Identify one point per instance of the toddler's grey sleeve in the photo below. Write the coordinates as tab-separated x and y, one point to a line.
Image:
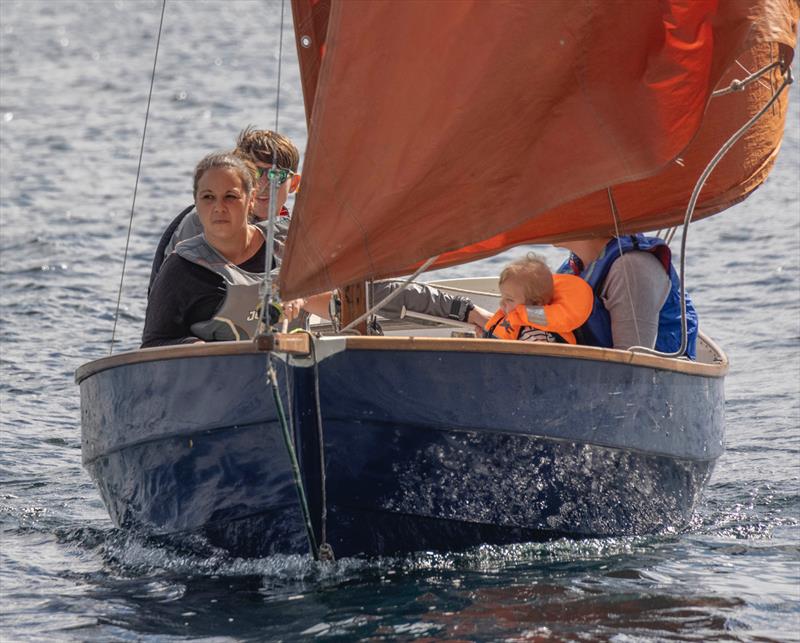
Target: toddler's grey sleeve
419	298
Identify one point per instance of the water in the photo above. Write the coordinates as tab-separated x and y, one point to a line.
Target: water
75	78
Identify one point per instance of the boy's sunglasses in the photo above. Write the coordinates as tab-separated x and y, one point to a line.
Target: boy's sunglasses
274	174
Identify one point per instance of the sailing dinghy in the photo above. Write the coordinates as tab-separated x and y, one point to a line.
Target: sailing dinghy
440	133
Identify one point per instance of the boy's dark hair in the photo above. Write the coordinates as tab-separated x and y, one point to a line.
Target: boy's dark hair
266	146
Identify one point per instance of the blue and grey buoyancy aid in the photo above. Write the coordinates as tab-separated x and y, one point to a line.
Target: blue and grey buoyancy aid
597	329
238	315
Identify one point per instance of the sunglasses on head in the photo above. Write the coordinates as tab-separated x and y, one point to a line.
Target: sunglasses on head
276	174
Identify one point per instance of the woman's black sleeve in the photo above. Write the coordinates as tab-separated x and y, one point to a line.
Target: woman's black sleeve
181	295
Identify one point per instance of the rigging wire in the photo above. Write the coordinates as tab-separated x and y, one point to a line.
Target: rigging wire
138	173
280	60
788	79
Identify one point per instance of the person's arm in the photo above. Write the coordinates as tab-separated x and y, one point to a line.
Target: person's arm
182	294
167	244
421	299
634	292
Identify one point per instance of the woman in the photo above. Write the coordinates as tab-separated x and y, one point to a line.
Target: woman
207	290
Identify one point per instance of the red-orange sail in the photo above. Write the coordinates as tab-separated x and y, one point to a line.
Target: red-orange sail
462	128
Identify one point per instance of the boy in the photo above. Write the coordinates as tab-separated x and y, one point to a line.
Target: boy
537	306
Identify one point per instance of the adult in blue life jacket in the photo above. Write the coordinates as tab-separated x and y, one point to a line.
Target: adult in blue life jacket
636	294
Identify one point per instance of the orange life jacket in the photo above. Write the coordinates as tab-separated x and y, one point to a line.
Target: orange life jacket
570	307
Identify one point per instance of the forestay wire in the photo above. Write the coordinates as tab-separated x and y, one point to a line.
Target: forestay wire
735	86
280	60
138	173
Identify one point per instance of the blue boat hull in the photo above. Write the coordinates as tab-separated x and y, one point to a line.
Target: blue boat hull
423	449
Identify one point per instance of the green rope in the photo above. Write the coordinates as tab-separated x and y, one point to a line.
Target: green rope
287	439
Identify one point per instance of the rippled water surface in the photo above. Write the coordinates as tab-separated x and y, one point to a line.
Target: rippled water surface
73	92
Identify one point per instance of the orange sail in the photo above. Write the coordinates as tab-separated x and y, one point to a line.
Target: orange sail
462	128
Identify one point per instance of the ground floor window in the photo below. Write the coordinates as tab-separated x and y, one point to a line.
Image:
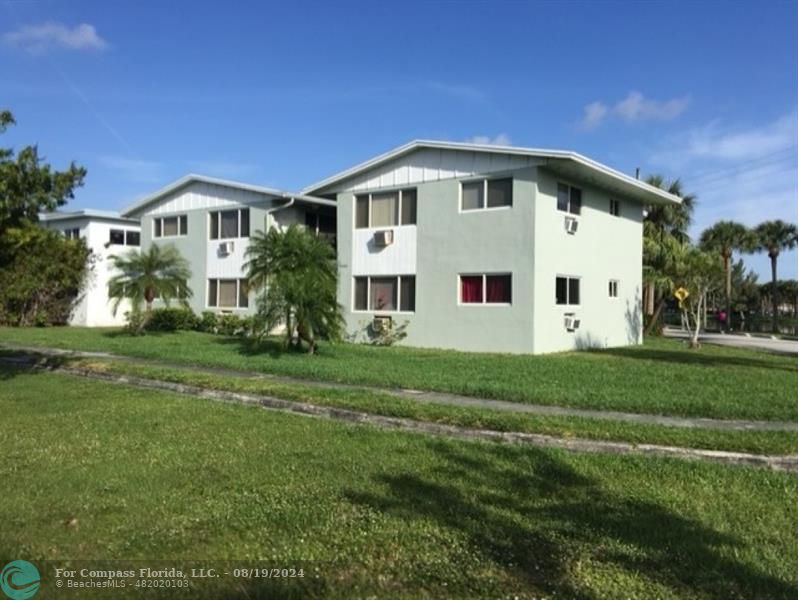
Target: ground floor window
486	288
387	294
567	289
228	293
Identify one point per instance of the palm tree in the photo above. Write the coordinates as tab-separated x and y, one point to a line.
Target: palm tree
663	226
724	237
297	273
160	272
773	237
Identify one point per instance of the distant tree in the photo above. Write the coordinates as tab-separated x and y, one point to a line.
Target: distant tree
724	238
664	229
35	289
773	237
699	273
28	186
140	277
296	275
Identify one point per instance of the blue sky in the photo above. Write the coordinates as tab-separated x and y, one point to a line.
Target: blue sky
285	94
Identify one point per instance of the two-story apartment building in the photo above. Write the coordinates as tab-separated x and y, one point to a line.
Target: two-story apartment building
106	234
210	221
490	248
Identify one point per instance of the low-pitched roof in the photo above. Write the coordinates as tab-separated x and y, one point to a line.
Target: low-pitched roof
562	160
88	213
137	206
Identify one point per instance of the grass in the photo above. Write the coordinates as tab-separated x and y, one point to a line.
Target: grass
660	377
101	471
761	442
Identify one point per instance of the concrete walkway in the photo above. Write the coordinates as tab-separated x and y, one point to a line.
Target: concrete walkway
29	354
771	344
776	463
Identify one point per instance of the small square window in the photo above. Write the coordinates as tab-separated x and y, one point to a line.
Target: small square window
473	195
117	237
500	192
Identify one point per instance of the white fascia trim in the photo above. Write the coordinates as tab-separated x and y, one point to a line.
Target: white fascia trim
537	152
194	178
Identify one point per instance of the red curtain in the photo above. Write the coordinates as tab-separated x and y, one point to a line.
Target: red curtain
471	289
498	288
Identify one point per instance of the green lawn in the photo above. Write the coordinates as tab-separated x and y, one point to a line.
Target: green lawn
760	442
94	470
662	377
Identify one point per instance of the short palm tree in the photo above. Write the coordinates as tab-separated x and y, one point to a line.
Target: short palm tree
297	275
160	272
724	237
773	237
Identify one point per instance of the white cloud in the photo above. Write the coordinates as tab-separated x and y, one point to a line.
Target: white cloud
635	107
38	39
485	140
133	169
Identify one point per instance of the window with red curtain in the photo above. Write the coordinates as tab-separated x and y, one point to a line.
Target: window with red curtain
471	289
498	289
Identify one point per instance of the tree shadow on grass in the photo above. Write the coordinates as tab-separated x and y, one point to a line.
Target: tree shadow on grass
696	357
539	520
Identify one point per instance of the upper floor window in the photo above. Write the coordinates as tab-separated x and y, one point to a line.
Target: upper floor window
170	226
119	237
569	199
567	290
228	224
385	209
486	193
486	289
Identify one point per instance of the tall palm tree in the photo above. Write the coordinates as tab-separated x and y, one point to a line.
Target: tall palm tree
160	272
663	226
298	274
773	237
724	237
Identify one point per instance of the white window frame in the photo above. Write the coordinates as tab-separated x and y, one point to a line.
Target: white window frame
371	212
484	289
179	234
567	289
485	181
238	281
568	211
380	311
219	212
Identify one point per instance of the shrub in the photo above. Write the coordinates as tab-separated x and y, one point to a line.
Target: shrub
229	324
207	322
171	319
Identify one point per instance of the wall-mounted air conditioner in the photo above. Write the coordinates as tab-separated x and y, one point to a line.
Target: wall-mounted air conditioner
383	238
571	225
571	322
381	324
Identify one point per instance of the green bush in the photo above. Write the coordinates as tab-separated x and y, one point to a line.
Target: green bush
172	319
208	322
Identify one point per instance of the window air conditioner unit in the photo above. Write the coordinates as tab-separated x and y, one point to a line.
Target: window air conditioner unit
571	225
381	324
383	238
571	322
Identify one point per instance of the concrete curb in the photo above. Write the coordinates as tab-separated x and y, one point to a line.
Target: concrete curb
778	463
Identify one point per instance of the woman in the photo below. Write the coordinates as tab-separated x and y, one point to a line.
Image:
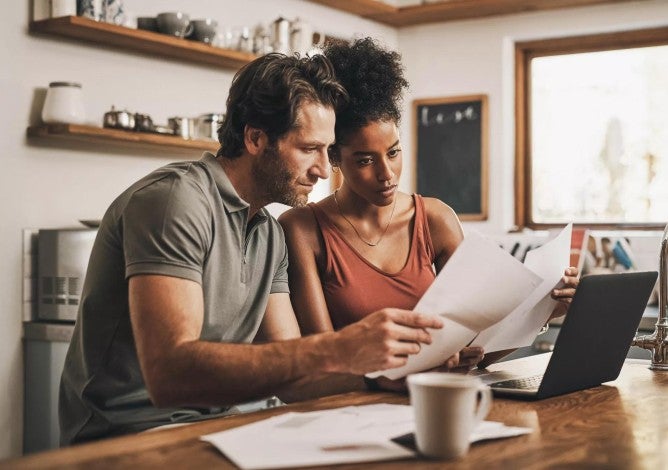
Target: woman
368	245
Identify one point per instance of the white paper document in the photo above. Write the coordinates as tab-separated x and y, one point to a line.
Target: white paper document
487	298
341	435
521	326
478	287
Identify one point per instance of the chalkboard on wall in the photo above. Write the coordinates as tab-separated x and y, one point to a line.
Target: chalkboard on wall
451	152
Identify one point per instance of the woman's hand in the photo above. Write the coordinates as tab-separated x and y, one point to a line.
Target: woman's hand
564	294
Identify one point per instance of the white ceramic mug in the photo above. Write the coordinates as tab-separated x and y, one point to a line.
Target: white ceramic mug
447	408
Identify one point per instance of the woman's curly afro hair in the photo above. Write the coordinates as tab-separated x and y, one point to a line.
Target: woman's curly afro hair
374	80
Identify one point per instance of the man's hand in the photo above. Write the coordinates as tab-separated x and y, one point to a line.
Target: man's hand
460	362
564	294
382	340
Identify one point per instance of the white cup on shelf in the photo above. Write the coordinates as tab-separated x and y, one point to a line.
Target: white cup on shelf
64	104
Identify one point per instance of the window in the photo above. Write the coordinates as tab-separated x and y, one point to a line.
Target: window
592	130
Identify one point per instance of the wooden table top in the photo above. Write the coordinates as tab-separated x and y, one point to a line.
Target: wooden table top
622	424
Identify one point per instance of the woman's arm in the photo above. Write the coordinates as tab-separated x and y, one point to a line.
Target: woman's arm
445	230
304	247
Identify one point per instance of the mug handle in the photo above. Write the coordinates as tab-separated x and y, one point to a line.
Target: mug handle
485	403
189	30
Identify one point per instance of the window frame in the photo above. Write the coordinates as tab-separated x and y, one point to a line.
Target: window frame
525	52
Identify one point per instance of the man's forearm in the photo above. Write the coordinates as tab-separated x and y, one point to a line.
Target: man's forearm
202	373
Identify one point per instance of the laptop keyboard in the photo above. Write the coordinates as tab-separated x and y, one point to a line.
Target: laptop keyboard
529	383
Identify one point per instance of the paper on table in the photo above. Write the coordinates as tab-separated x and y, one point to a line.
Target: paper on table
495	430
341	435
523	324
350	434
478	286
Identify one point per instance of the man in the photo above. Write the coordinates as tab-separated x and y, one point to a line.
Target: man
188	268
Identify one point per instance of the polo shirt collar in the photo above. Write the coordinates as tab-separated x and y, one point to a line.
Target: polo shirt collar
231	199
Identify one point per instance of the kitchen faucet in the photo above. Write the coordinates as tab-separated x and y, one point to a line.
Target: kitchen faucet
657	342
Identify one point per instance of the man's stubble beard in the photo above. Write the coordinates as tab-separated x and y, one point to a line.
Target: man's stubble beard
275	179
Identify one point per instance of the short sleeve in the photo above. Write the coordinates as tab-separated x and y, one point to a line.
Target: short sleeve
280	282
167	229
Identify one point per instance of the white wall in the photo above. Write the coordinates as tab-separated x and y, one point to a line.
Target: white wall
45	186
476	57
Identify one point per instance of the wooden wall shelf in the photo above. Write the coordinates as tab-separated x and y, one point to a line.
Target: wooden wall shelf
146	42
101	135
449	10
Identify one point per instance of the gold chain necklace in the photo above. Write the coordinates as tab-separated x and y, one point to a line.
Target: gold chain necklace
353	227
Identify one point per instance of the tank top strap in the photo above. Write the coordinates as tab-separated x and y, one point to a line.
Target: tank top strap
422	227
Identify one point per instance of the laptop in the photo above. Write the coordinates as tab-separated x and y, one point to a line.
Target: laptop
594	339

What is asked: The required output is the exact sequence of lines from the one containing "Identify one point per instance of the gold" through the end of the listing, both endpoints included.

Complete response:
Identify one point per instance of the gold chain necklace in the photo above. Write the coordinates as tab-separated x and y, one point to a line.
Target: gold chain necklace
353	227
Identify one point per instance of the tank top strap in the photo above. Write the coordinates as tab-separated x and y, one point to a line.
Target: tank top strap
422	227
Identify one point per instance of the laptop in the photo above. Write the coordinates as tab-separated x and y, one point to a line.
Target: laptop
594	339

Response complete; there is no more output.